§ TASK DIRECTIONS: The complete listing below should be transcribed precisely.

=====

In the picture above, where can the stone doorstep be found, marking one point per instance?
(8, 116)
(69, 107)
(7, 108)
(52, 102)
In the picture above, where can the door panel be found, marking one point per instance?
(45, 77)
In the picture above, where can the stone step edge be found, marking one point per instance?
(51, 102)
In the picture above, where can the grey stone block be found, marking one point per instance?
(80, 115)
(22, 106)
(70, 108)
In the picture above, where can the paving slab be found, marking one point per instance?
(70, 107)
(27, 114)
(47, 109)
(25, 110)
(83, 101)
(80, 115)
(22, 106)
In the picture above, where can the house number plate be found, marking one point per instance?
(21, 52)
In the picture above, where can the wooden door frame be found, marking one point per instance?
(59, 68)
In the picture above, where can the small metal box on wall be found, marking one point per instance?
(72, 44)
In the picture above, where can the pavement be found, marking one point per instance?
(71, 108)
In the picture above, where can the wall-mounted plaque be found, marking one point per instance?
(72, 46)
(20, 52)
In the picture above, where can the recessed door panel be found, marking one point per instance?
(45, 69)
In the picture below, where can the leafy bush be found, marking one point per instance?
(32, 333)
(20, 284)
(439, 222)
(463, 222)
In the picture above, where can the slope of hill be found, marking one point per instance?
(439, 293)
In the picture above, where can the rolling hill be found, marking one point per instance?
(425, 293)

=====

§ ANSWER BOX:
In the picture above, where can the stone doorstep be found, marking one point per instance?
(8, 116)
(69, 107)
(7, 108)
(52, 102)
In the picture above, where can the door panel be found, marking one point per instance?
(45, 77)
In the picture above, where can the stone step edge be found, marking one point per instance?
(51, 102)
In the picture above, where can the grey stone block be found, marking one point per instance?
(80, 115)
(22, 106)
(70, 108)
In the picture above, where can the paving slab be found, marking one point per instance?
(70, 107)
(27, 114)
(47, 109)
(25, 110)
(83, 101)
(80, 115)
(22, 106)
In the picture above, where can the house number plate be found, marking one point per instance?
(21, 52)
In the picture above, where can the wooden door frame be found, marking one point per instance?
(59, 68)
In the picture above, where can the small metal box on wall be found, marking one point per instance?
(72, 44)
In the picture above, where can the pavement be found, marking one point per instance?
(71, 108)
In the picture above, where can the wall-mounted plaque be found, marking one point per instance?
(72, 46)
(20, 52)
In the picture above, where can the recessed door panel be found, marking one point per instance?
(45, 69)
In the picture below, where can the leafy bush be found, marking one point per instance?
(32, 333)
(20, 284)
(439, 222)
(463, 222)
In the picture above, where can the slope of hill be found, marking one point per instance?
(439, 293)
In the picture above, where can the rolling hill be found, marking one point per instance?
(425, 293)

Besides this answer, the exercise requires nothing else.